**SUPPLIED TEXT**.
+===+

Stephen Daldry's London stage directing credits include Peter Morgan's The Audience at the Gielgud Theatre in 2013, and Apollo Theatre in 2015; Lee Hall and Elton John musical Billy Elliot at the Victoria Palace in 2005; and JB Priestley's An Inspector Calls at the National Theatre's Lyttelton Theatre in 1992, and West End transfers.

When this production opened Neil Norman in the Daily Express hailed it as "a pitch-perfect revival of Hare’s 1995 play... complex, thrilling and provocative its human heartbeat is as loud as it ever was." Paul Taylor in the Independent wrote: "How has it stood the test of time? "Remarkably well is the answer to judge from this splendid revival." Michael Billington in the Guardian said that "Stephen Daldry's revival is beautifully acted by Bill Nighy, Carey Mulligan and Matthew Beard... everything about this production is finely judged." Quentin Letts in the Daily Mail highlighted that Bill Nighy "is a joy to watch - and he and Miss Mulligan have more chemistry than AstraZeneca. It makes for a mesmerising spectacle. The pairing of these two by director Stephen Daldry was inspired" Dominic Maxwell in the Times thought that "Bill Nighy is a case study in charisma in this fine revival of one of David Hare's knottiest plays... this is a stimulating evening that boasts, in Bill Nighy, a performance of pure class." Charles Spencer in the Daily Telegraph said the play is "thrillingly revived by Stephen Daldry in a knockout production starring Bill Nighy and Carey Mulligan." Henry Hitchings in the London Evening Standard held that both "Bill Nighy and Carey Mulligan are superb in this revival of David Hare’s prickly, intelligent mid-Nineties play." Sarah Hemming in the Financial Times described how "the fierce rows between Tom and Kyra have even more of a sting because Stephen Daldry’s excellent revival keeps the play in its period but the points still feel agonisingly fresh. And the beautifully counterpointed performances from Bill Nighy and Carey Mulligan twist the personal and the political together."

+===+

**PROBLEM**.
Answer from the Daldry text:
(a) In what year did An Inspector Calls play at the National Theatre's Lyttelton Theatre?
(b) For which paper did Quentin Letts write?
(c) Which paper carried Sarah Hemming's comments?
The data after this point is separate material and unrelated to the Daldry text.

**DATASET EXCERPTS**.
+===+

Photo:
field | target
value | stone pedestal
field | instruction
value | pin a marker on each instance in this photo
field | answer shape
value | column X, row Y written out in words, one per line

+===+

**TASK RESPONSE**.
(a) 1992
(b) The Daily Mail
(c) The Financial Times